__Task directions__. Go through the listing beneath and show each line containing the string "could".

__Exercise data__.
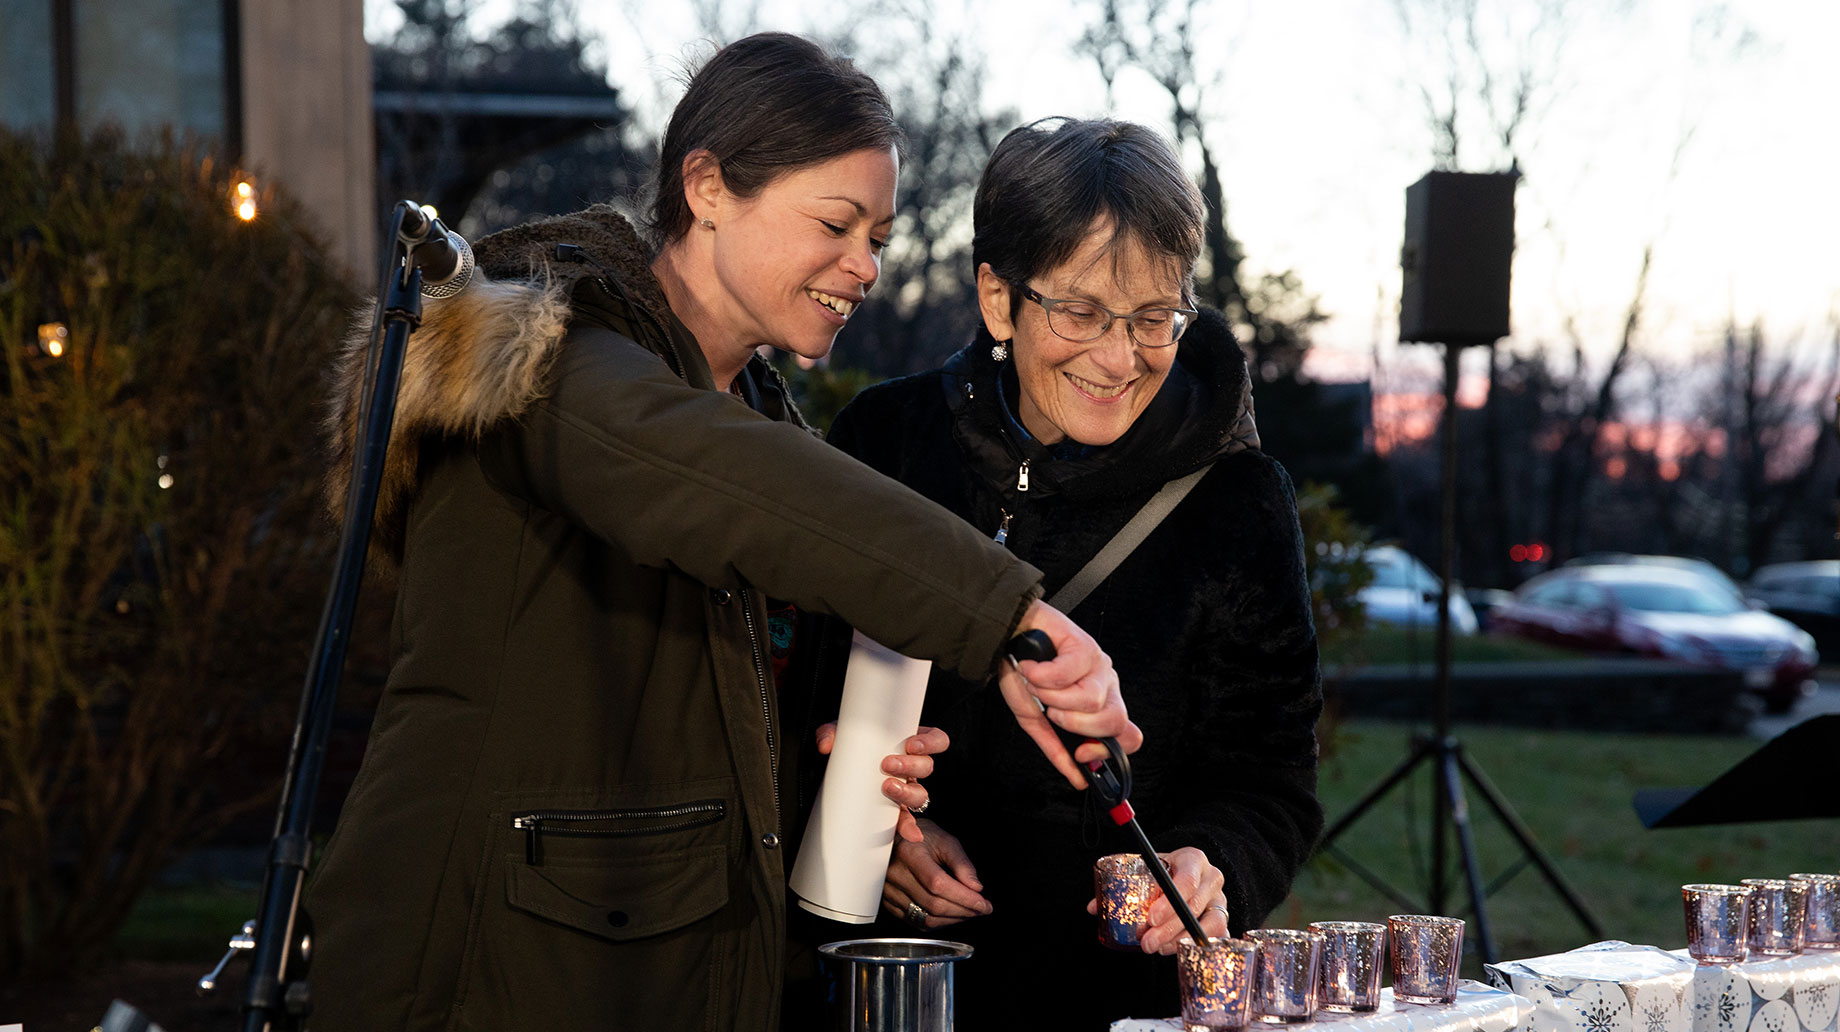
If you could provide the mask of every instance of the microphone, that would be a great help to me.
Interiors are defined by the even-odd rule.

==

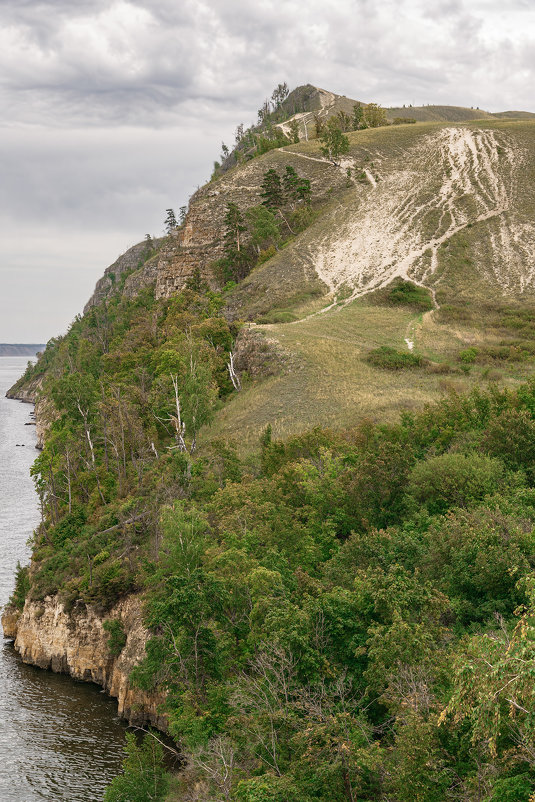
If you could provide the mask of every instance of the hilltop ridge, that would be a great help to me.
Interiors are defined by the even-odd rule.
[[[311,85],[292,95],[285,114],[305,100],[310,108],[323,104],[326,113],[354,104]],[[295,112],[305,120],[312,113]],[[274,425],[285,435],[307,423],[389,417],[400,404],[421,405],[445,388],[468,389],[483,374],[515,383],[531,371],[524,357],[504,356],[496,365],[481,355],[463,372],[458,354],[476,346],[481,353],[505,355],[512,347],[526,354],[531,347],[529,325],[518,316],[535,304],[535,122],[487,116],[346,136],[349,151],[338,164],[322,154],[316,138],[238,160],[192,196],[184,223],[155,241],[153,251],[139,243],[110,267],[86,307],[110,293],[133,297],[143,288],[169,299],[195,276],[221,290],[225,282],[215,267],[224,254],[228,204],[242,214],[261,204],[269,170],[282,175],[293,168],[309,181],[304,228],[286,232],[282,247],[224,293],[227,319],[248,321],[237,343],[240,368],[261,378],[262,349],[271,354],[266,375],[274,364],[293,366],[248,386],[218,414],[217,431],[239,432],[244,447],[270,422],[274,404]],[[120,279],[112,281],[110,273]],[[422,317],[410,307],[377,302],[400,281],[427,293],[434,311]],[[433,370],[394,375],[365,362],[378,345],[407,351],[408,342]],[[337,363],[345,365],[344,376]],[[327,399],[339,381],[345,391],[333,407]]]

---

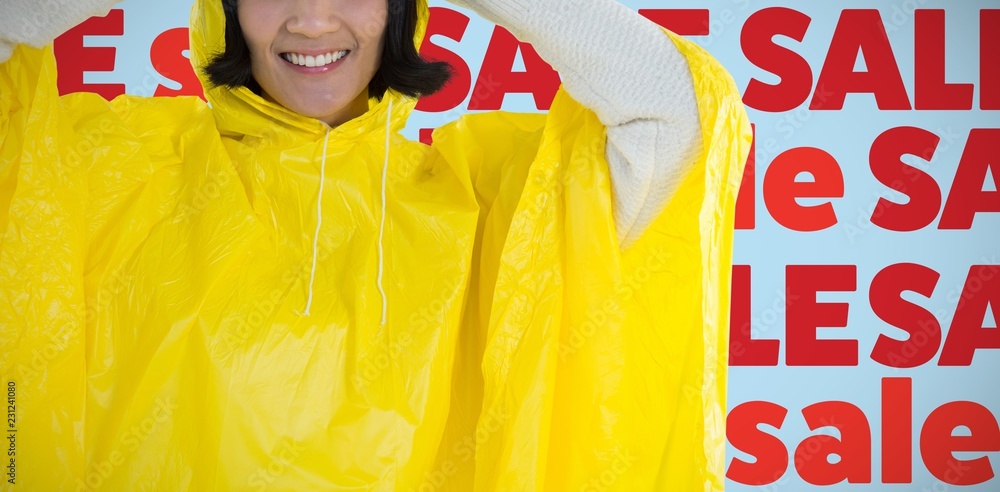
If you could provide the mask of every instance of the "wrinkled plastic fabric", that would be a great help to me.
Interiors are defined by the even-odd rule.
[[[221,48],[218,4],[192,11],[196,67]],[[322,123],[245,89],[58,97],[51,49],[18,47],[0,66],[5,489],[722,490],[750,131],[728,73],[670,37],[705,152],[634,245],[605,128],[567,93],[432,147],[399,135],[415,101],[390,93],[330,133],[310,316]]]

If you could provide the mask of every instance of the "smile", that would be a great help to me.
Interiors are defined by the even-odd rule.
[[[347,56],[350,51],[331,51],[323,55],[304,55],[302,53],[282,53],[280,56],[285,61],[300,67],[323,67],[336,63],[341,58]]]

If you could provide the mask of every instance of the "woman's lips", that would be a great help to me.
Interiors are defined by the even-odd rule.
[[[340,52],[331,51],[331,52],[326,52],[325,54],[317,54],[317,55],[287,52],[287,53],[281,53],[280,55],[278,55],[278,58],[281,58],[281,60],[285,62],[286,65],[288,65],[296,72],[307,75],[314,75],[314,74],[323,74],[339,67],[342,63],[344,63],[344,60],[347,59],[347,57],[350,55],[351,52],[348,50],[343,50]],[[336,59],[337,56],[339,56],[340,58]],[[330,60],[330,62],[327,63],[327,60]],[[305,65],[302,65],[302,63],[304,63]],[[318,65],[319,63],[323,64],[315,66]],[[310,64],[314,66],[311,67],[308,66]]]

__Exercise answer__.
If you could provide the mask of every instance of the microphone, that would be a great help to me.
If you could provide the mask of every instance of the hilltop ridge, that would be a great help to me.
If you could provide the mask of every instance of the "wrinkled plastic fabric", that would be a great help to me.
If you could provide the mask of every instance of the "smile", that would be a great help to me.
If you could provide the mask of every instance of the "woman's lips", that would be a great help to me.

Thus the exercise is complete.